- [Exercise instructions]: Wherever "terracotta" appears in a line of the listing, report that line.

-------- Records to process --------

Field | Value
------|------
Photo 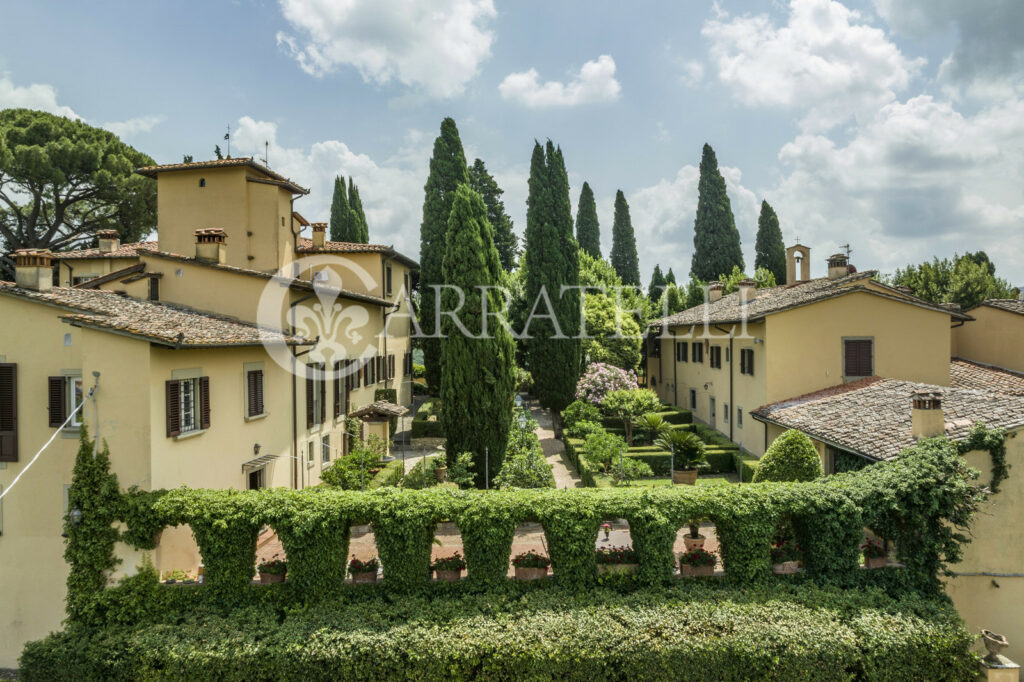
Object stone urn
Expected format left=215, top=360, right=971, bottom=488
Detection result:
left=435, top=568, right=462, bottom=582
left=680, top=564, right=714, bottom=577
left=352, top=571, right=378, bottom=584
left=514, top=566, right=548, bottom=581
left=434, top=464, right=448, bottom=482
left=772, top=561, right=800, bottom=575
left=673, top=469, right=698, bottom=485
left=982, top=630, right=1009, bottom=665
left=683, top=534, right=706, bottom=551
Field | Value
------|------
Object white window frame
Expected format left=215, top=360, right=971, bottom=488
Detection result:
left=321, top=435, right=331, bottom=464
left=307, top=439, right=315, bottom=468
left=179, top=377, right=200, bottom=434
left=68, top=376, right=84, bottom=427
left=737, top=407, right=743, bottom=428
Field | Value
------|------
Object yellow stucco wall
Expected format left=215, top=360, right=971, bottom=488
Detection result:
left=57, top=257, right=141, bottom=287
left=765, top=291, right=952, bottom=403
left=952, top=305, right=1024, bottom=373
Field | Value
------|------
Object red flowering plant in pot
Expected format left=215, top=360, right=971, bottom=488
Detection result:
left=861, top=537, right=888, bottom=569
left=431, top=552, right=467, bottom=581
left=595, top=546, right=638, bottom=575
left=679, top=548, right=717, bottom=577
left=770, top=540, right=803, bottom=575
left=257, top=556, right=287, bottom=584
left=512, top=550, right=551, bottom=580
left=348, top=556, right=380, bottom=583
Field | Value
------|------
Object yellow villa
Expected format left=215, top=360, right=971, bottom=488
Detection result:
left=953, top=297, right=1024, bottom=374
left=0, top=157, right=418, bottom=667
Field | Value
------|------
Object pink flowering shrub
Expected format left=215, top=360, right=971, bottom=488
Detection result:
left=575, top=363, right=638, bottom=404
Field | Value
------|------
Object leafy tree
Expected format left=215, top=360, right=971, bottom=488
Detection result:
left=575, top=181, right=601, bottom=258
left=662, top=284, right=687, bottom=315
left=665, top=268, right=677, bottom=285
left=523, top=140, right=581, bottom=412
left=691, top=143, right=744, bottom=281
left=887, top=253, right=1015, bottom=309
left=439, top=184, right=516, bottom=484
left=578, top=250, right=649, bottom=321
left=600, top=388, right=660, bottom=445
left=582, top=292, right=642, bottom=370
left=718, top=265, right=777, bottom=294
left=583, top=430, right=626, bottom=472
left=0, top=109, right=156, bottom=270
left=752, top=429, right=822, bottom=483
left=419, top=117, right=469, bottom=392
left=684, top=276, right=707, bottom=309
left=182, top=154, right=193, bottom=163
left=494, top=407, right=554, bottom=488
left=609, top=190, right=640, bottom=286
left=468, top=158, right=518, bottom=271
left=754, top=200, right=786, bottom=284
left=348, top=177, right=369, bottom=243
left=560, top=399, right=601, bottom=430
left=647, top=264, right=667, bottom=303
left=612, top=456, right=654, bottom=485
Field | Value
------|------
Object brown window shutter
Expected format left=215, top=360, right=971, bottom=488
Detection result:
left=844, top=340, right=872, bottom=376
left=388, top=354, right=395, bottom=379
left=306, top=368, right=315, bottom=427
left=0, top=364, right=18, bottom=462
left=165, top=380, right=181, bottom=438
left=48, top=376, right=67, bottom=427
left=333, top=362, right=342, bottom=418
left=748, top=350, right=754, bottom=376
left=318, top=365, right=326, bottom=424
left=199, top=376, right=211, bottom=430
left=254, top=370, right=264, bottom=415
left=247, top=370, right=264, bottom=417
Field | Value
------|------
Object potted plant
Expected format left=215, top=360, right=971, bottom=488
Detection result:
left=257, top=559, right=288, bottom=584
left=656, top=431, right=707, bottom=485
left=348, top=556, right=380, bottom=583
left=861, top=538, right=888, bottom=569
left=770, top=540, right=803, bottom=574
left=434, top=458, right=448, bottom=483
left=601, top=522, right=612, bottom=541
left=595, top=546, right=638, bottom=575
left=683, top=519, right=705, bottom=550
left=679, top=547, right=717, bottom=577
left=431, top=552, right=466, bottom=581
left=512, top=550, right=550, bottom=580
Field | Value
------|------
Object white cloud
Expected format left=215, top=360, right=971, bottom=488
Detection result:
left=0, top=74, right=79, bottom=119
left=769, top=94, right=1024, bottom=279
left=275, top=0, right=496, bottom=98
left=702, top=0, right=924, bottom=131
left=102, top=115, right=165, bottom=138
left=499, top=55, right=622, bottom=108
left=678, top=59, right=705, bottom=87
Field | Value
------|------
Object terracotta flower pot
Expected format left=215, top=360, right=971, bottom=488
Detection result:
left=864, top=556, right=887, bottom=569
left=673, top=469, right=698, bottom=485
left=680, top=564, right=714, bottom=577
left=597, top=563, right=638, bottom=575
left=683, top=534, right=706, bottom=551
left=352, top=571, right=378, bottom=583
left=514, top=566, right=548, bottom=581
left=772, top=561, right=800, bottom=575
left=434, top=465, right=447, bottom=482
left=434, top=568, right=462, bottom=582
left=259, top=571, right=286, bottom=584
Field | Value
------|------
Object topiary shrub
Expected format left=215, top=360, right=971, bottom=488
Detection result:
left=561, top=399, right=601, bottom=430
left=752, top=429, right=822, bottom=483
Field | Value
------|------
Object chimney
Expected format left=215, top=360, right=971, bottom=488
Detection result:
left=785, top=244, right=811, bottom=283
left=311, top=222, right=327, bottom=249
left=96, top=229, right=120, bottom=253
left=195, top=228, right=227, bottom=264
left=13, top=249, right=54, bottom=292
left=708, top=281, right=723, bottom=303
left=738, top=278, right=756, bottom=303
left=827, top=253, right=849, bottom=280
left=911, top=389, right=945, bottom=439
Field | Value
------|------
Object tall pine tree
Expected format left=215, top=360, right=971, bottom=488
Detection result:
left=524, top=140, right=581, bottom=412
left=575, top=181, right=601, bottom=258
left=691, top=143, right=744, bottom=281
left=468, top=158, right=518, bottom=271
left=754, top=199, right=786, bottom=284
left=328, top=176, right=350, bottom=242
left=348, top=177, right=369, bottom=243
left=610, top=190, right=640, bottom=286
left=440, top=184, right=516, bottom=485
left=418, top=118, right=469, bottom=392
left=665, top=267, right=677, bottom=285
left=648, top=264, right=667, bottom=303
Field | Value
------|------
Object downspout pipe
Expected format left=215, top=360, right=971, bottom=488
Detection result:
left=289, top=291, right=319, bottom=490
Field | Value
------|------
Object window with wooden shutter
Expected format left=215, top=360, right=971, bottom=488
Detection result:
left=388, top=354, right=395, bottom=379
left=0, top=364, right=18, bottom=462
left=318, top=365, right=326, bottom=424
left=333, top=362, right=342, bottom=418
left=843, top=339, right=873, bottom=377
left=199, top=376, right=211, bottom=430
left=166, top=380, right=181, bottom=438
left=247, top=370, right=264, bottom=418
left=48, top=376, right=67, bottom=427
left=305, top=368, right=315, bottom=428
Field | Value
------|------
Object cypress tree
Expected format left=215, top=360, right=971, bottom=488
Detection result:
left=754, top=200, right=786, bottom=284
left=524, top=140, right=581, bottom=412
left=419, top=118, right=469, bottom=392
left=575, top=181, right=601, bottom=258
left=440, top=184, right=516, bottom=484
left=665, top=267, right=677, bottom=285
left=468, top=158, right=518, bottom=271
left=348, top=177, right=369, bottom=243
left=328, top=176, right=350, bottom=242
left=691, top=143, right=744, bottom=281
left=610, top=190, right=640, bottom=286
left=648, top=264, right=667, bottom=303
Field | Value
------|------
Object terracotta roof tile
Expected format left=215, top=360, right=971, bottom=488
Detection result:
left=976, top=298, right=1024, bottom=316
left=52, top=241, right=157, bottom=260
left=751, top=375, right=1024, bottom=460
left=951, top=358, right=1024, bottom=396
left=296, top=238, right=418, bottom=268
left=0, top=282, right=307, bottom=347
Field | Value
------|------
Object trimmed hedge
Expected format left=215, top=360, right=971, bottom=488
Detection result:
left=734, top=451, right=760, bottom=482
left=411, top=398, right=445, bottom=438
left=20, top=585, right=976, bottom=681
left=563, top=437, right=597, bottom=487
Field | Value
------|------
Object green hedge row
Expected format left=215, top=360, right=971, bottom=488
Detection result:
left=410, top=398, right=445, bottom=438
left=563, top=437, right=597, bottom=487
left=734, top=451, right=760, bottom=482
left=20, top=585, right=976, bottom=681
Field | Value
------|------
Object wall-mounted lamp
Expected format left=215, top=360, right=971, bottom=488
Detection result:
left=253, top=443, right=262, bottom=456
left=68, top=505, right=83, bottom=527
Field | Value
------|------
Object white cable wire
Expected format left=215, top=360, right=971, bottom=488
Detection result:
left=0, top=388, right=92, bottom=502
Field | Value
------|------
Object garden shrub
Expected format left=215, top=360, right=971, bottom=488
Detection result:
left=610, top=456, right=655, bottom=485
left=561, top=399, right=601, bottom=430
left=401, top=456, right=441, bottom=490
left=368, top=459, right=405, bottom=489
left=492, top=448, right=555, bottom=489
left=319, top=436, right=387, bottom=489
left=582, top=430, right=626, bottom=472
left=566, top=419, right=605, bottom=439
left=574, top=362, right=637, bottom=404
left=600, top=388, right=661, bottom=445
left=753, top=430, right=822, bottom=483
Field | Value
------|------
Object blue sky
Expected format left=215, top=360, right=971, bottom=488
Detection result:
left=2, top=0, right=1023, bottom=284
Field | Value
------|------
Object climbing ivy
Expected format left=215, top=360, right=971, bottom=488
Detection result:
left=956, top=421, right=1009, bottom=493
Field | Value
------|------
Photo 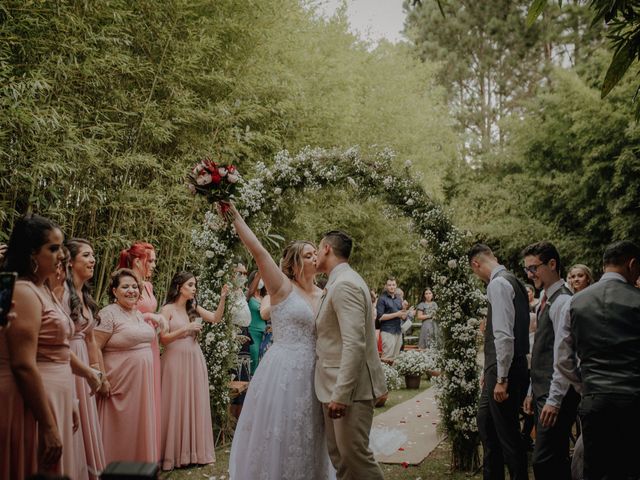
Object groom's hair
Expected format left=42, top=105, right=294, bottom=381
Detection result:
left=322, top=230, right=352, bottom=260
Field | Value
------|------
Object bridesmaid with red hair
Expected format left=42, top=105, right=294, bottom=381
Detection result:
left=118, top=242, right=165, bottom=458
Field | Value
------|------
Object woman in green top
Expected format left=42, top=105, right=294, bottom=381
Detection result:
left=246, top=270, right=267, bottom=375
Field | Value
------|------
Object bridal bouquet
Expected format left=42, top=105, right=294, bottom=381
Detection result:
left=187, top=157, right=241, bottom=217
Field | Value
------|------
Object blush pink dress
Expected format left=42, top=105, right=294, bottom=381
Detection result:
left=160, top=310, right=215, bottom=470
left=137, top=281, right=162, bottom=458
left=0, top=281, right=78, bottom=479
left=63, top=286, right=106, bottom=479
left=96, top=303, right=157, bottom=464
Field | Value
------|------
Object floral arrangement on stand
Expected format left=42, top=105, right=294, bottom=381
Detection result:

--------

- [Solved exercise]:
Object terracotta flower pot
Object terracotta roof tile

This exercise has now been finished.